(Stored records)
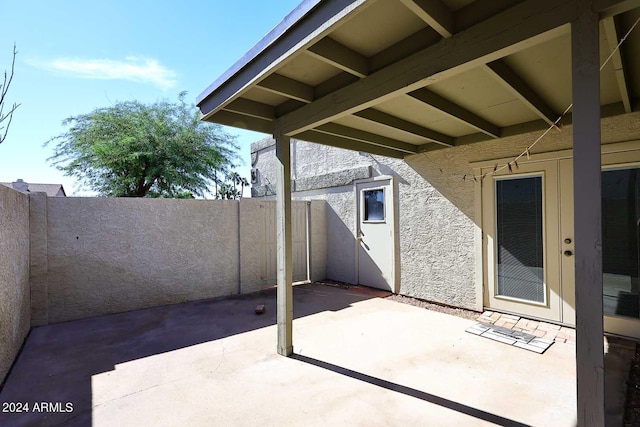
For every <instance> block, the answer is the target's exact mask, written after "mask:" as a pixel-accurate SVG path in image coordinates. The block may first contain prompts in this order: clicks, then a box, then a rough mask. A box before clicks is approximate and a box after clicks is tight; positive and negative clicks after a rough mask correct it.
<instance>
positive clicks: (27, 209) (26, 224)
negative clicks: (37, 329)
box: [0, 185, 31, 384]
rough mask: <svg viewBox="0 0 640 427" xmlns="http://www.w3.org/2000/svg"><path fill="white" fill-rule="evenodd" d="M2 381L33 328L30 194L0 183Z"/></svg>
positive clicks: (0, 363) (0, 325) (0, 365)
mask: <svg viewBox="0 0 640 427" xmlns="http://www.w3.org/2000/svg"><path fill="white" fill-rule="evenodd" d="M0 254H1V256H0V384H1V383H2V382H3V381H4V378H5V377H6V375H7V372H8V371H9V369H10V367H11V364H12V363H13V360H14V358H15V356H16V355H17V354H18V351H19V350H20V347H21V346H22V343H23V342H24V339H25V337H26V336H27V334H28V333H29V329H30V328H31V324H30V316H31V310H30V297H29V196H27V195H25V194H22V193H19V192H17V191H15V190H12V189H10V188H7V187H5V186H2V185H0Z"/></svg>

■ **HOW TO COMPLETE THIS TASK**: Reproduce the data verbatim from the line containing "rough mask: <svg" up to and including the line containing "positive clicks: (0, 363) (0, 325) (0, 365)".

■ **ANSWER**:
rough mask: <svg viewBox="0 0 640 427" xmlns="http://www.w3.org/2000/svg"><path fill="white" fill-rule="evenodd" d="M2 381L33 328L30 194L0 183Z"/></svg>
positive clicks: (0, 363) (0, 325) (0, 365)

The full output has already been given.